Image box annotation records
((
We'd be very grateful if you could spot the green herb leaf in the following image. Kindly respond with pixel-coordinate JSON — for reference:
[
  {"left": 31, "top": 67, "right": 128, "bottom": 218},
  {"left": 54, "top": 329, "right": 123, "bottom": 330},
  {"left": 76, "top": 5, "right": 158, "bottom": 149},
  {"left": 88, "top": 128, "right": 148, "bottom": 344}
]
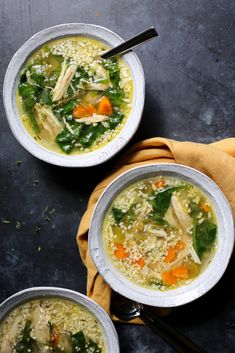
[
  {"left": 104, "top": 87, "right": 125, "bottom": 107},
  {"left": 149, "top": 185, "right": 186, "bottom": 217},
  {"left": 14, "top": 320, "right": 36, "bottom": 353},
  {"left": 193, "top": 220, "right": 217, "bottom": 259},
  {"left": 112, "top": 207, "right": 125, "bottom": 224},
  {"left": 108, "top": 112, "right": 124, "bottom": 129}
]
))
** WHAT THIS TASK INVOLVES **
Reproduce the material above, substituting "fresh herb leaf" for "green herb leaf" and leaving everything else unchanged. Omit the pictures from your answer.

** PROBLEM SOLUTION **
We'd be very grateful if you could spot the fresh herb leaf in the following image. Kindly respond with pixel-coordinate JSON — for reference:
[
  {"left": 31, "top": 67, "right": 128, "bottom": 218},
  {"left": 54, "top": 329, "right": 123, "bottom": 330},
  {"left": 76, "top": 5, "right": 158, "bottom": 149},
  {"left": 88, "top": 128, "right": 148, "bottom": 344}
]
[
  {"left": 104, "top": 87, "right": 125, "bottom": 107},
  {"left": 149, "top": 185, "right": 186, "bottom": 217},
  {"left": 14, "top": 320, "right": 36, "bottom": 353},
  {"left": 193, "top": 220, "right": 217, "bottom": 259},
  {"left": 112, "top": 207, "right": 125, "bottom": 224},
  {"left": 108, "top": 112, "right": 124, "bottom": 129}
]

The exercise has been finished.